# Your instructions
Collect each line of the items below that contains the string "reflection", treating uppercase and lowercase letters as distinct.

# Data excerpts

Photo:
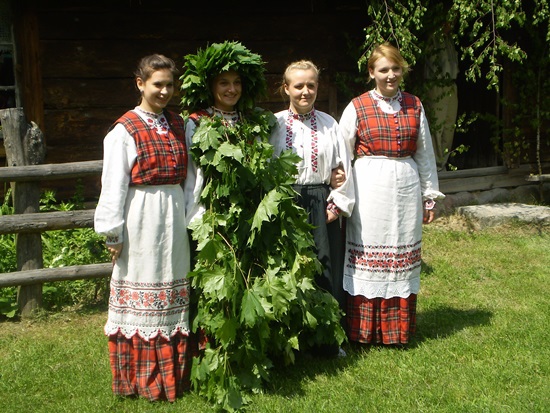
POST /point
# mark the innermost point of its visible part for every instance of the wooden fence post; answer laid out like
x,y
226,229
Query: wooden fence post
x,y
24,145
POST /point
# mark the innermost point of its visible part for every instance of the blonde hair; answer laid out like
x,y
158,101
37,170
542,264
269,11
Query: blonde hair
x,y
297,65
390,52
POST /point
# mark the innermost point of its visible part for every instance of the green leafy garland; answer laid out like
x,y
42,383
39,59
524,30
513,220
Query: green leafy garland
x,y
256,264
201,68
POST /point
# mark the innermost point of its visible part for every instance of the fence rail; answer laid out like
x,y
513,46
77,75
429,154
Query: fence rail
x,y
50,221
25,152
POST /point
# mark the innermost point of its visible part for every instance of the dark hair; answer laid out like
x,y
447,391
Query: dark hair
x,y
150,64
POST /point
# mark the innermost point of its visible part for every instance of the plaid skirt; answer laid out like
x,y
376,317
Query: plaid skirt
x,y
158,369
381,320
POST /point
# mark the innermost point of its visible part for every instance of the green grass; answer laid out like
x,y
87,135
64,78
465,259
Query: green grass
x,y
482,345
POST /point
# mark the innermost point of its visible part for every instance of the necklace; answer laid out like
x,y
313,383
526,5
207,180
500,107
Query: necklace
x,y
388,104
312,117
155,120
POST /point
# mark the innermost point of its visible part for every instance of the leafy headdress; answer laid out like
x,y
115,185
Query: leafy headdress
x,y
201,68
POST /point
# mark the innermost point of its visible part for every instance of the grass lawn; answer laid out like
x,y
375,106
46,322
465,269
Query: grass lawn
x,y
482,344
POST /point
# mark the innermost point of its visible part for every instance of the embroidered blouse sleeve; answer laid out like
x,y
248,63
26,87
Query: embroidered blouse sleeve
x,y
425,161
344,196
348,129
119,155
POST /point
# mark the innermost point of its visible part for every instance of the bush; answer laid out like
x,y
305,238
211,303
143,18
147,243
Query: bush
x,y
61,248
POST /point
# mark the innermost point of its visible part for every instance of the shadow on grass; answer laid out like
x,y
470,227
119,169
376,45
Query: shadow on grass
x,y
442,322
287,381
437,323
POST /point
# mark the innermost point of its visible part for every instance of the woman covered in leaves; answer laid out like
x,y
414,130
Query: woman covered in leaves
x,y
313,136
396,186
255,263
142,212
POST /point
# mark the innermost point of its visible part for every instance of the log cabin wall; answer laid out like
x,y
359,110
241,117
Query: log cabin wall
x,y
89,50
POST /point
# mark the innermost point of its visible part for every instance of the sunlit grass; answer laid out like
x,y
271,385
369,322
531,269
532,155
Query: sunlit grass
x,y
481,345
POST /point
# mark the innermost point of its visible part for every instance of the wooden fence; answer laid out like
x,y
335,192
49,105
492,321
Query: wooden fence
x,y
24,151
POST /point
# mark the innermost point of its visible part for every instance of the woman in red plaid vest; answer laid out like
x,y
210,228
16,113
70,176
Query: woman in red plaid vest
x,y
142,212
396,185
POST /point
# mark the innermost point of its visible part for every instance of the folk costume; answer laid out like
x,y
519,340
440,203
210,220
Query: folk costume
x,y
394,172
143,205
314,137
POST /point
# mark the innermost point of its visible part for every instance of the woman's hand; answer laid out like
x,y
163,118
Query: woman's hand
x,y
429,215
338,177
331,216
114,250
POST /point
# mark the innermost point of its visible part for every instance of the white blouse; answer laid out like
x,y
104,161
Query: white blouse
x,y
119,155
424,156
314,137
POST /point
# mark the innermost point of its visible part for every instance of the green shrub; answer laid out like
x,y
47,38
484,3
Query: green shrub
x,y
61,248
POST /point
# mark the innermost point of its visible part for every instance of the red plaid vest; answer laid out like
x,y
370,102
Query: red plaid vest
x,y
196,116
386,134
161,159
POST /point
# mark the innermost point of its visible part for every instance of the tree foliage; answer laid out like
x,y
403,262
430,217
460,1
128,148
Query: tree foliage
x,y
255,265
485,28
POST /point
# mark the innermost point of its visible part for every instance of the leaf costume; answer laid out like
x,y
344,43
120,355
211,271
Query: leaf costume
x,y
255,263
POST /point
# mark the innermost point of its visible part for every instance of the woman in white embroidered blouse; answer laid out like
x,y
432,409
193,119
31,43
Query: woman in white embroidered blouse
x,y
142,212
396,184
313,135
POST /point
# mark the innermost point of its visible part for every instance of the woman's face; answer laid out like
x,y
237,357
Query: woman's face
x,y
156,91
301,88
388,75
227,89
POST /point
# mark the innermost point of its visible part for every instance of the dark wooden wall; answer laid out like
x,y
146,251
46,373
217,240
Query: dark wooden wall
x,y
89,53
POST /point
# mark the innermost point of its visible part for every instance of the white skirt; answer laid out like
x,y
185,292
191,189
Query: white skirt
x,y
149,286
384,233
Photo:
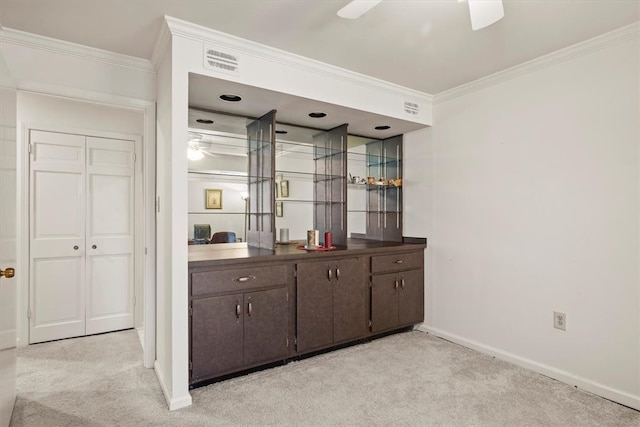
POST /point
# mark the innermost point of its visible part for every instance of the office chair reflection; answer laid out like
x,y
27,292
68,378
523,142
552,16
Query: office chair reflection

# Full output
# mark the innermost point of its visible part for every instance of the office chair reflection; answer laid out like
Query: office chair reflection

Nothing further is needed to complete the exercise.